# Exercise input
====
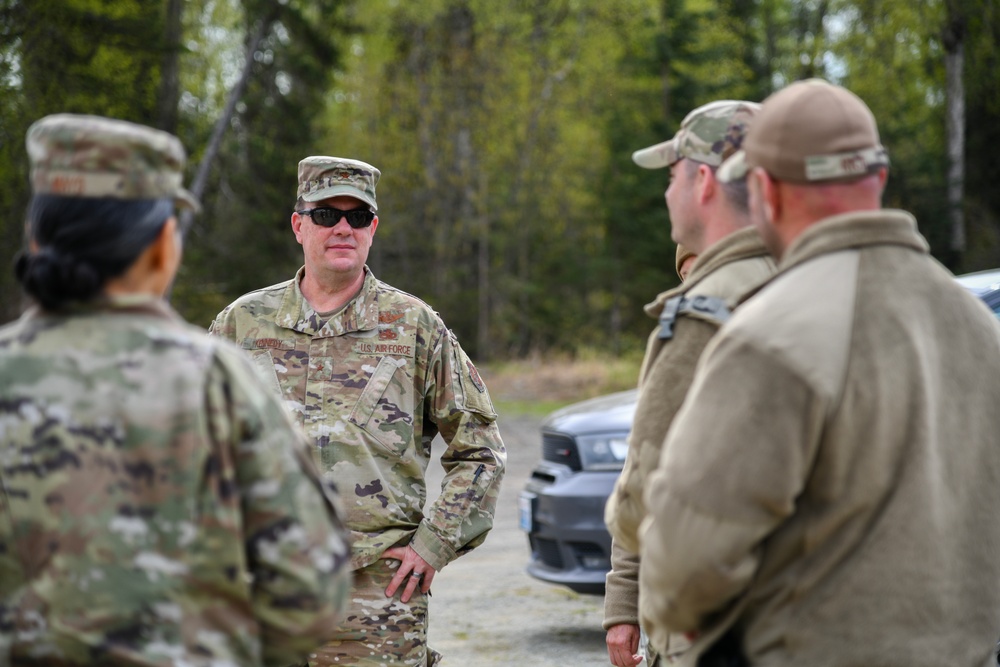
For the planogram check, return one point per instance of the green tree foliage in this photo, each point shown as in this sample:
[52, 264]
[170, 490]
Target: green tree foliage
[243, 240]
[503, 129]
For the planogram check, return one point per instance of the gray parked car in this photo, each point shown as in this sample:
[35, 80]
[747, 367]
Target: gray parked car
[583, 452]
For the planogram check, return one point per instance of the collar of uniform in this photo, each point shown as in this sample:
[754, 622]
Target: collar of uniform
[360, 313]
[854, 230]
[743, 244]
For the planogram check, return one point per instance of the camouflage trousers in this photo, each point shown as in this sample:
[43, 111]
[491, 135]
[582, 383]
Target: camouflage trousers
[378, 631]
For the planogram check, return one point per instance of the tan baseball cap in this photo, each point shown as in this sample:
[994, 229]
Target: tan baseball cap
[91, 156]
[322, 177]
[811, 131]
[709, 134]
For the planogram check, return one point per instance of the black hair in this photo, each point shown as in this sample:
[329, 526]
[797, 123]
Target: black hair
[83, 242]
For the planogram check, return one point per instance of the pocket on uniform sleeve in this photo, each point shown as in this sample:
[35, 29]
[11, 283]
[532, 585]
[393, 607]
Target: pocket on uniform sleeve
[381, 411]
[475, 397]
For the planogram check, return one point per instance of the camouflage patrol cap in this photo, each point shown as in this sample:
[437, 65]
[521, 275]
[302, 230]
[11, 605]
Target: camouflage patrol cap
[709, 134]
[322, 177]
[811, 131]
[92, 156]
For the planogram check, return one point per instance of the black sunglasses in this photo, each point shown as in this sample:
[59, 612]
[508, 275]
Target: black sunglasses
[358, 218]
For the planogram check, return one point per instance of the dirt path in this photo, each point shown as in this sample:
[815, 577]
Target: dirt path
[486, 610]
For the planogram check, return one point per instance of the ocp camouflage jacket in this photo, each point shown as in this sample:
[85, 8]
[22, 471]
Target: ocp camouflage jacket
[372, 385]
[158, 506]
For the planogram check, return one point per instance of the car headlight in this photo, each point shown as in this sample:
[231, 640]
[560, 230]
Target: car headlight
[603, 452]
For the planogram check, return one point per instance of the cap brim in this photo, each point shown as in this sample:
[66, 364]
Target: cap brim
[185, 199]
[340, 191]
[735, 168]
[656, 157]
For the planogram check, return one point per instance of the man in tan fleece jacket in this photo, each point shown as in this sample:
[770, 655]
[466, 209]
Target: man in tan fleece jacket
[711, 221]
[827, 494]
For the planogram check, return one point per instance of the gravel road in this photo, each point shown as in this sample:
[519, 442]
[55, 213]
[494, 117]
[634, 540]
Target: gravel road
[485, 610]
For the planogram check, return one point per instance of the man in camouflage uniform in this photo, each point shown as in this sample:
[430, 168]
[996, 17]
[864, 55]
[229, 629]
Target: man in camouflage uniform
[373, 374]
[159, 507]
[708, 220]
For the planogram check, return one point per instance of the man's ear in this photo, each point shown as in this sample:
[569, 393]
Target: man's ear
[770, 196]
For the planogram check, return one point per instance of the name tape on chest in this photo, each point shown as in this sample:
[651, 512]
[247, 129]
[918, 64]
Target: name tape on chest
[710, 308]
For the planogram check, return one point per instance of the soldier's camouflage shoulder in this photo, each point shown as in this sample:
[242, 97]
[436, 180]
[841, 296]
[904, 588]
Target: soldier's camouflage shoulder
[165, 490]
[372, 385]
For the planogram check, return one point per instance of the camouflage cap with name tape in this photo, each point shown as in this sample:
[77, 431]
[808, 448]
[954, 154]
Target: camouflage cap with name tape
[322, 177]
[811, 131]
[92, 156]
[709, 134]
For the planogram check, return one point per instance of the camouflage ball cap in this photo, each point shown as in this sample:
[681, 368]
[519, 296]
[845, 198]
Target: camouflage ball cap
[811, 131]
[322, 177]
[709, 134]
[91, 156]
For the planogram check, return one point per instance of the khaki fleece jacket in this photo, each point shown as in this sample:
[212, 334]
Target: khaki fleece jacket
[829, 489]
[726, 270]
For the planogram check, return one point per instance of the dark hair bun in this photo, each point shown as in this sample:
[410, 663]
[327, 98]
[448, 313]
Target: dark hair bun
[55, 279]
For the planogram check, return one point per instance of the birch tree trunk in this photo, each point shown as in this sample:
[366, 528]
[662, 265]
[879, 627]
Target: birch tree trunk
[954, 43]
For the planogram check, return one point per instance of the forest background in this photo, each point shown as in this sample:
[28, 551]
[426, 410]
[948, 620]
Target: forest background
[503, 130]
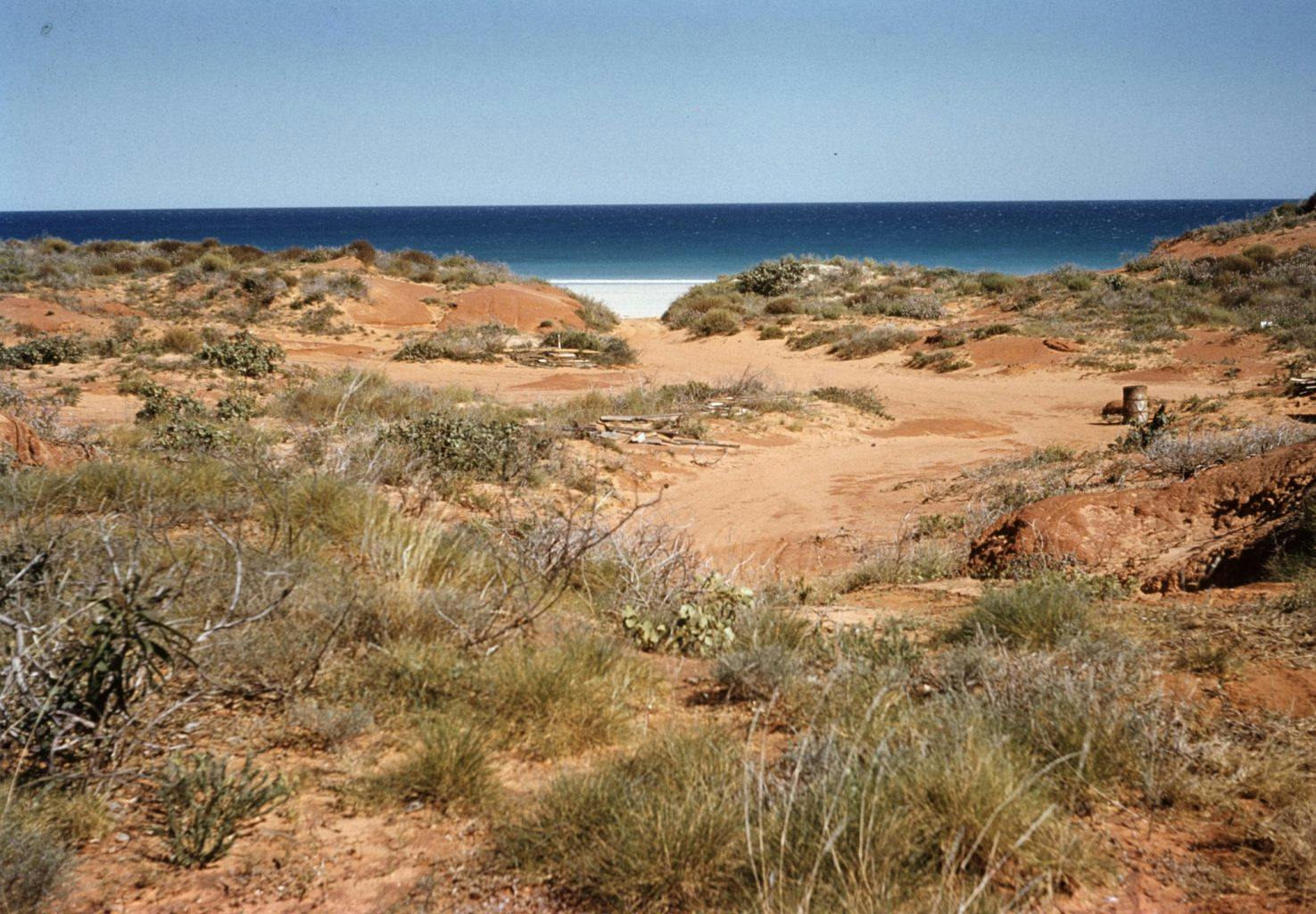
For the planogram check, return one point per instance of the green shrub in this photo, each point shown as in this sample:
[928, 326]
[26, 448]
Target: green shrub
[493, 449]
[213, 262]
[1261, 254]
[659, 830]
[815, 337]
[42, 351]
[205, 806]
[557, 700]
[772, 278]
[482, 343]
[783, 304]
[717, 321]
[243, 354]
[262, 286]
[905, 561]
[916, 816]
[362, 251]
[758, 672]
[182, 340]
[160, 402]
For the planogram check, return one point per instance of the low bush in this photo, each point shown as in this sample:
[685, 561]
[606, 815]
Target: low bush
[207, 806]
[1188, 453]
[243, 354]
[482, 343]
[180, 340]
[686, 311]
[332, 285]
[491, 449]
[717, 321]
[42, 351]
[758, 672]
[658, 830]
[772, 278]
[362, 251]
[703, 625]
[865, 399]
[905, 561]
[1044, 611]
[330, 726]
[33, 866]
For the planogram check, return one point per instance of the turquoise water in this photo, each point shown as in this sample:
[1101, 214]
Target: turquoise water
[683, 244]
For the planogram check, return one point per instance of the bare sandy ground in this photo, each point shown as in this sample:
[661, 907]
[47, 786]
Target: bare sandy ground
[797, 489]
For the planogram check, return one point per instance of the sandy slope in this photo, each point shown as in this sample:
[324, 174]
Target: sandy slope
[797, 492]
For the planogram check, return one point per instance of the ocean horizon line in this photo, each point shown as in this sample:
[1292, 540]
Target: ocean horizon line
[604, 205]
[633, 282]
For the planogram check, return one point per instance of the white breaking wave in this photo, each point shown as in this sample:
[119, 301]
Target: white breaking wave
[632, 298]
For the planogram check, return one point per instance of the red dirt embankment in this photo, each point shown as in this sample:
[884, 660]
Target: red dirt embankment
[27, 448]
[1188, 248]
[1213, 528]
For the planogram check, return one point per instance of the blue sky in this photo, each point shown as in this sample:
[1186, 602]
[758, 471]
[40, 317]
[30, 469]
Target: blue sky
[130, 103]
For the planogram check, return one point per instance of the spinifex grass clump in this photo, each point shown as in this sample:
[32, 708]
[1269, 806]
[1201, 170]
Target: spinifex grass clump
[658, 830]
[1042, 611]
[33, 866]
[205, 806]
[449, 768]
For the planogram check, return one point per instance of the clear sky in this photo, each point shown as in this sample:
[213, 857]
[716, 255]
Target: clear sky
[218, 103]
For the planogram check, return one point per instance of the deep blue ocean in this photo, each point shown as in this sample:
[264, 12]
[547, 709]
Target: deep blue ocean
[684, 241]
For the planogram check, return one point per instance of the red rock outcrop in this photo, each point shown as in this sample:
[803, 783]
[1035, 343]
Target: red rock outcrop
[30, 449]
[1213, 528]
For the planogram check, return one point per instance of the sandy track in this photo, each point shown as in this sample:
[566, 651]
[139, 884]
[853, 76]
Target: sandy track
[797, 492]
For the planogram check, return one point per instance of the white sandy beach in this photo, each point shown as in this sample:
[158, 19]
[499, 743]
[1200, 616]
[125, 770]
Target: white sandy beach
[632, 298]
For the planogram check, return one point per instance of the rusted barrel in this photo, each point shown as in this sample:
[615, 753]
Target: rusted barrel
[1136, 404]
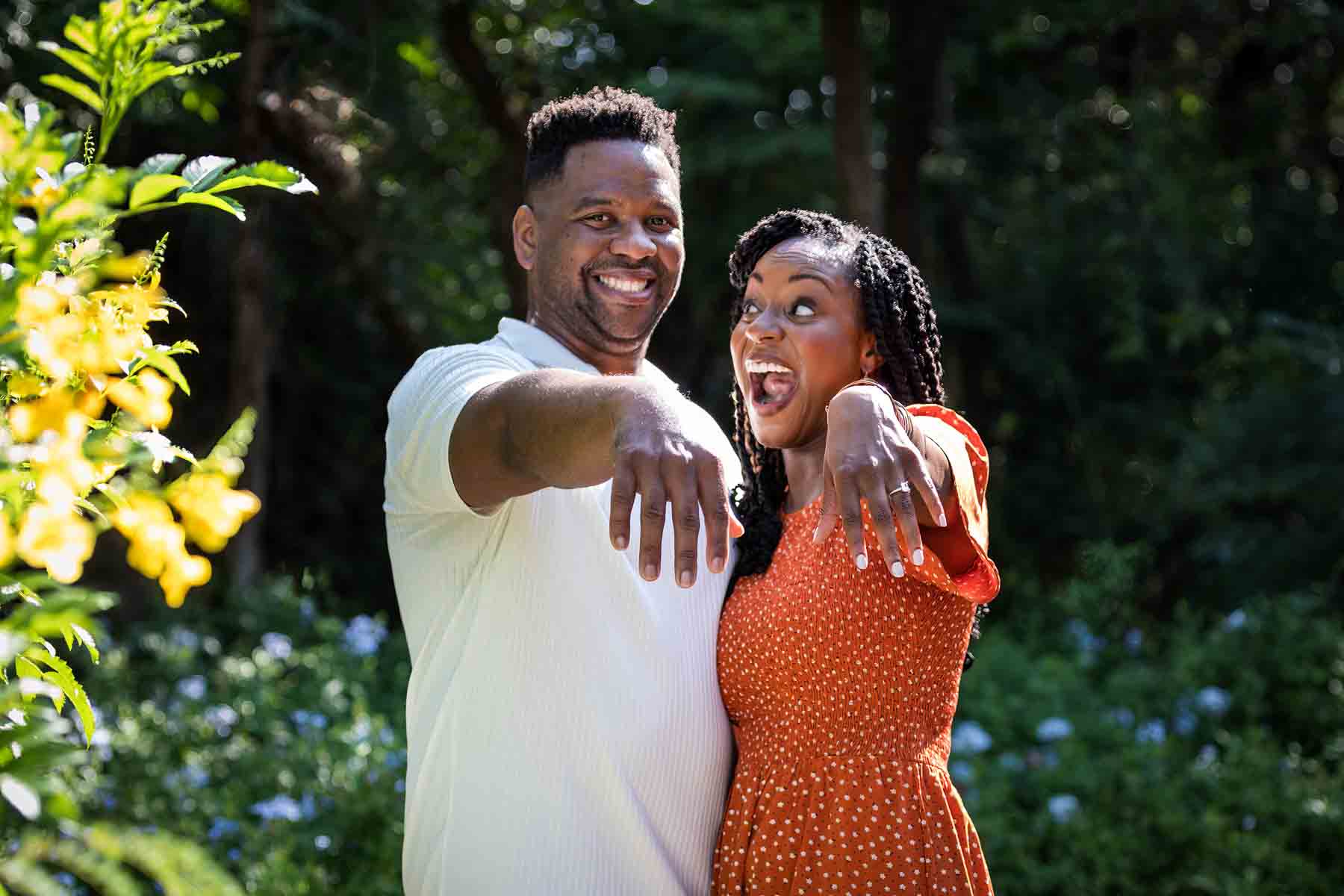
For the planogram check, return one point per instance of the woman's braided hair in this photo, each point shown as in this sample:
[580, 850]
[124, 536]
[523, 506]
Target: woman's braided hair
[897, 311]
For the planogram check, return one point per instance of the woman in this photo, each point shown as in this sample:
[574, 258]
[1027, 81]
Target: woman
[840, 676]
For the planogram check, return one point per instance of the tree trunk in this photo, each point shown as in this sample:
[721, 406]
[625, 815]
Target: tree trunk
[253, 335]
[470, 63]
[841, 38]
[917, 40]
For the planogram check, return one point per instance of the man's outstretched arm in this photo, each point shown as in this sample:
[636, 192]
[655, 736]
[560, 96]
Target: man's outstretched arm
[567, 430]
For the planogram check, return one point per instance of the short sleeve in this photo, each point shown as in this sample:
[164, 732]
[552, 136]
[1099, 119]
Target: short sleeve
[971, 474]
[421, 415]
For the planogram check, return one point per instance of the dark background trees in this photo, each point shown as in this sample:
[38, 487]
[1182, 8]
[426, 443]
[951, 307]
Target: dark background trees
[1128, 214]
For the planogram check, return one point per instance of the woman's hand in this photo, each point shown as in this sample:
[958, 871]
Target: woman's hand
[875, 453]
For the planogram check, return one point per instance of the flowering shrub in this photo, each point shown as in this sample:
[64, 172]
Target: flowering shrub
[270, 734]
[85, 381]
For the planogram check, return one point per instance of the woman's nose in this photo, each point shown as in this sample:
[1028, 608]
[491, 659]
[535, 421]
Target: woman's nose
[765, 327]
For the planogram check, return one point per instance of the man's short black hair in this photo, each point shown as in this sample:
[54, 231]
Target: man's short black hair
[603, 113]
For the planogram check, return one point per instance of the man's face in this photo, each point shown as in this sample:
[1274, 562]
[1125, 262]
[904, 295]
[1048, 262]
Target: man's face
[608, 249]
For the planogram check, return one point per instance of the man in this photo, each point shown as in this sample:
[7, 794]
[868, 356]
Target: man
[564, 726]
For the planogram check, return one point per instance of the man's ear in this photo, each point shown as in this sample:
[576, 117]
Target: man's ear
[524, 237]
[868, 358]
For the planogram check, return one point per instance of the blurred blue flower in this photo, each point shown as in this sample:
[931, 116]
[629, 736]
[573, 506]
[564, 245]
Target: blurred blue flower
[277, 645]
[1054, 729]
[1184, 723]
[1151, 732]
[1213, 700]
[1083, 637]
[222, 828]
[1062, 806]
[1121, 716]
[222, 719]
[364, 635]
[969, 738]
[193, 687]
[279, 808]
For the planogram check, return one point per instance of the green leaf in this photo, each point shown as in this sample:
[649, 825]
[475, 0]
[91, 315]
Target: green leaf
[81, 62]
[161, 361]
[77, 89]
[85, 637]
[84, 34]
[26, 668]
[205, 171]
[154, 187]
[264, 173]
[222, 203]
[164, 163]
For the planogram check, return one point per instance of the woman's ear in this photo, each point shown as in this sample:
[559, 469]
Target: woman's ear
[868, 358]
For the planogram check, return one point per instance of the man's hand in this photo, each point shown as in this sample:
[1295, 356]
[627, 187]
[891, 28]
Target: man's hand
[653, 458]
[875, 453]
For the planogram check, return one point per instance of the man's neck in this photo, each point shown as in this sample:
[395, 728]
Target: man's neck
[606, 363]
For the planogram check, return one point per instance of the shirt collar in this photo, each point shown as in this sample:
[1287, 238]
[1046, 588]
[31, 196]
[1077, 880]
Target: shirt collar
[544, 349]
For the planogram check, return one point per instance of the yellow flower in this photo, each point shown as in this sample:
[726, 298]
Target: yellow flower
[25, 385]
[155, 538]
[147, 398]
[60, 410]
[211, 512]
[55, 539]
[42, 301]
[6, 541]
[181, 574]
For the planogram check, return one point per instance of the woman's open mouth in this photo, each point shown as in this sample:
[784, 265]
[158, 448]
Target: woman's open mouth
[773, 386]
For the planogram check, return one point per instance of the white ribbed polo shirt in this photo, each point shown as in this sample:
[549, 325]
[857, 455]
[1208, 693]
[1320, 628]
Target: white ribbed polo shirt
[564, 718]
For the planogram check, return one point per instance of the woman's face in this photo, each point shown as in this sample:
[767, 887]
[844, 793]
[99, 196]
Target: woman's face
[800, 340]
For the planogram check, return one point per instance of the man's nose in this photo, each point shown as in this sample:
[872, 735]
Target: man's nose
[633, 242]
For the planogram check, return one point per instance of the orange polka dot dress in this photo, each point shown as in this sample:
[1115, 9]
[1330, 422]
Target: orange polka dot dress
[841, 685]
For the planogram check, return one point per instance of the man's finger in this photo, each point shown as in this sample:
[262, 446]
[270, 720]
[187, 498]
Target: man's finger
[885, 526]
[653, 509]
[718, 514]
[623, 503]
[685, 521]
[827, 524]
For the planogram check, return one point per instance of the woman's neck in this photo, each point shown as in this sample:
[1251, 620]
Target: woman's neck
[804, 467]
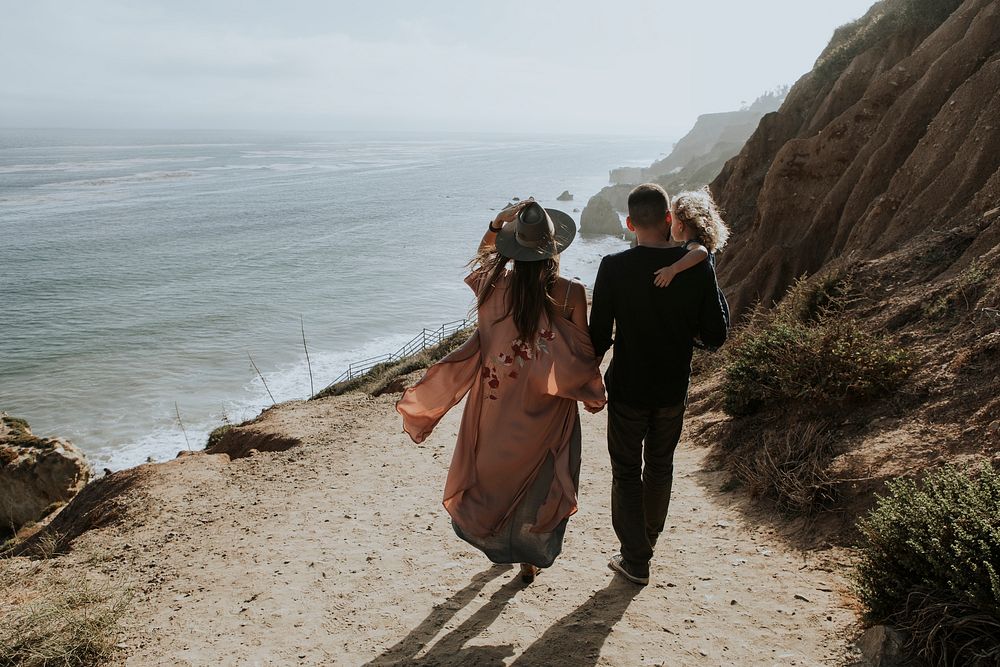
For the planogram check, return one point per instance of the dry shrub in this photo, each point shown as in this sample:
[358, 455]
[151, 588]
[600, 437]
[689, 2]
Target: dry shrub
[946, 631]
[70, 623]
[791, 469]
====
# Task statement
Starting at the line that contains "of the orange", retype each line through the final one in the listing, with both ends kept and the pictures omitted.

# Result of this task
For the planogram check, return one point per instance of the orange polka dot dress in this photo, each point shown as in this sample:
[1115, 9]
[1330, 422]
Target: orange polka dot dress
[841, 685]
For the planogram check, return one point per instance of the man's finger in this photo, each point shown as in this sample:
[262, 446]
[270, 720]
[187, 498]
Target: man's finger
[885, 526]
[653, 509]
[718, 514]
[623, 503]
[685, 521]
[827, 524]
For the planogram check, return one point per instance of the woman's neck in this photo, each point shown as in this sample:
[1251, 620]
Target: woman's neck
[804, 467]
For the planogram check, return one point per instance of the dry shrub in this photo, each point shown as in this sample:
[358, 455]
[151, 588]
[600, 437]
[689, 2]
Target: dry shrub
[946, 631]
[70, 623]
[791, 469]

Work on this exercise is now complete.